# Set task:
Recast the data below as a JSON list of strings, one string per line, omitting any blank lines.
......
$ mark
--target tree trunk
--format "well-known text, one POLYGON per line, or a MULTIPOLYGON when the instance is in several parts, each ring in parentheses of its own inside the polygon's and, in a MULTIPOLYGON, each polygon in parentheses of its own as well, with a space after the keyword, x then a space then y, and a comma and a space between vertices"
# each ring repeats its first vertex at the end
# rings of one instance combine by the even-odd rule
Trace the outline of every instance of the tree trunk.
......
# Result of this exercise:
[
  "$ mark",
  "--target tree trunk",
  "--format \"well-known text, one POLYGON per line, or a MULTIPOLYGON when the instance is in several parts, each ring in parentheses of its own inside the polygon's and, in a MULTIPOLYGON, each polygon in parentheses of its own as well, with a space after the keyword, x then a space then y, and a comma and a space between vertices\"",
  "# each ring repeats its first vertex at the end",
  "# rings of one instance combine by the even-odd rule",
  "Trace the outline of every instance of the tree trunk."
]